[Collected data]
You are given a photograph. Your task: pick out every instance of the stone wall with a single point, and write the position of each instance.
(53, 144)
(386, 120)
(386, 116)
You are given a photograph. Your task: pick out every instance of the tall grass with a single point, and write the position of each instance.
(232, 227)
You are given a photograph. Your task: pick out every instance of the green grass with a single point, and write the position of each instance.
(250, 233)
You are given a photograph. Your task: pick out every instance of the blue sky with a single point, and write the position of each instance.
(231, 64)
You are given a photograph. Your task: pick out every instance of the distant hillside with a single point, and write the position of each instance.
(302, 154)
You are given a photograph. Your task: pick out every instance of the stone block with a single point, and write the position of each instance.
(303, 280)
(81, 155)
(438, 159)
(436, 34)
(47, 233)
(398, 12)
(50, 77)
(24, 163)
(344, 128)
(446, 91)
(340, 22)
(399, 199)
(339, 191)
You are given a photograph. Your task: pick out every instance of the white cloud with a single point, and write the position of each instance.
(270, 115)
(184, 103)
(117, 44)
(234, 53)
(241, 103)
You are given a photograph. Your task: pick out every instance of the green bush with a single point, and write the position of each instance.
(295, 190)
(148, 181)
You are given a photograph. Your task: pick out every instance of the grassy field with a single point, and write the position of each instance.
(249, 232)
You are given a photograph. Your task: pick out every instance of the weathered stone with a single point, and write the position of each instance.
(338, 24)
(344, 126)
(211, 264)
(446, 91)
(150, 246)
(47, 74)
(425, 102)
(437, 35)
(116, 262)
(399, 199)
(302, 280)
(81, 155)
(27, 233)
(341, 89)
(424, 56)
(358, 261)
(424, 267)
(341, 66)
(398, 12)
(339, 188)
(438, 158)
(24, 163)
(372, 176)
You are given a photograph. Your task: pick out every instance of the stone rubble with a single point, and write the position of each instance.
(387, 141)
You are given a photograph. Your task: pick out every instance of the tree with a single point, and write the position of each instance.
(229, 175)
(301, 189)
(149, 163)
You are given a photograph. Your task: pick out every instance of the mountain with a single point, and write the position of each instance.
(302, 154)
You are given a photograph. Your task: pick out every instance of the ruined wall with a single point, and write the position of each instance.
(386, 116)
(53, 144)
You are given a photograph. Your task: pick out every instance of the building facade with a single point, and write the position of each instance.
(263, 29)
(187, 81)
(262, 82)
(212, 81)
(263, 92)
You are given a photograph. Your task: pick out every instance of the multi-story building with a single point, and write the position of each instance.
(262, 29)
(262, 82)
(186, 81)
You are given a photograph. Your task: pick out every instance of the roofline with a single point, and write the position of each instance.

*What is asked*. Update all of the items above by replacing "photograph" with "image" wherever it occurs, leaving everything else unchanged.

*Solution for this exercise*.
You are given a image. Your task: pick out every instance of the stone wall with a single point, and write the position of each instance.
(53, 144)
(386, 120)
(386, 116)
You are given a image. Your task: pick out every instance of the tall grass with a single point, and write the position of each instance.
(232, 227)
You are given a image. Your task: pick out every instance of the green grass with a single point, and write the position of each instance.
(250, 233)
You are given a image. Your task: pick out every instance of the blue sky with a single point, and write the position of each instance.
(231, 64)
You are given a image. Your task: pick out every instance of the distant hillside with a single point, and write the position of each instance.
(302, 154)
You are given a image. Your task: pick out every instance of the stone block with a single point, and write the position of each instance.
(303, 280)
(81, 155)
(438, 159)
(436, 34)
(47, 233)
(398, 12)
(50, 77)
(24, 163)
(344, 128)
(446, 91)
(340, 22)
(399, 199)
(339, 191)
You are given a image. Your task: pick out every instance of the white cloud with a single point, and write the position of each instance.
(270, 115)
(184, 103)
(117, 44)
(234, 53)
(241, 103)
You are given a image. Your task: pick out every instance of the green bush with a single point, and write the position of each instance.
(295, 190)
(148, 181)
You are given a image. Your task: pick out every instance of the grassy field with a single point, and write the position of each instance.
(249, 232)
You are given a image. Your task: pick out every instance of the weathered stone with a single point, and write the position of each instance.
(338, 24)
(344, 126)
(211, 264)
(446, 91)
(150, 246)
(47, 74)
(425, 102)
(437, 35)
(116, 262)
(399, 199)
(302, 280)
(81, 155)
(27, 233)
(341, 89)
(424, 56)
(358, 261)
(424, 267)
(341, 66)
(398, 12)
(339, 188)
(438, 158)
(24, 163)
(372, 176)
You are given a image. Your task: pick out every instance of the stone rubble with a single point, and write the position of each instance.
(387, 141)
You are given a image. Your task: pick out every instance of the tree with a single point, and write the position of each instance.
(229, 175)
(301, 189)
(149, 163)
You are given a image. Your task: pick out every instance of the mountain with a single point, and write the position of each instance.
(302, 154)
You are given a image. Your task: pick out every instance of the ruined wall with a single point, and write the position of each instance.
(386, 116)
(53, 144)
You are given a image. Your task: pick out every instance of the building facade with a single point, and write the position of each instance.
(263, 29)
(187, 81)
(262, 82)
(212, 81)
(263, 92)
You are given a image. Your task: pick out every instance of the multi-story building with a single point, and write the position of each instance.
(262, 29)
(262, 82)
(186, 81)
You are given a image. Your task: pick out every instance of the roofline with a single point, and write the position of each instance.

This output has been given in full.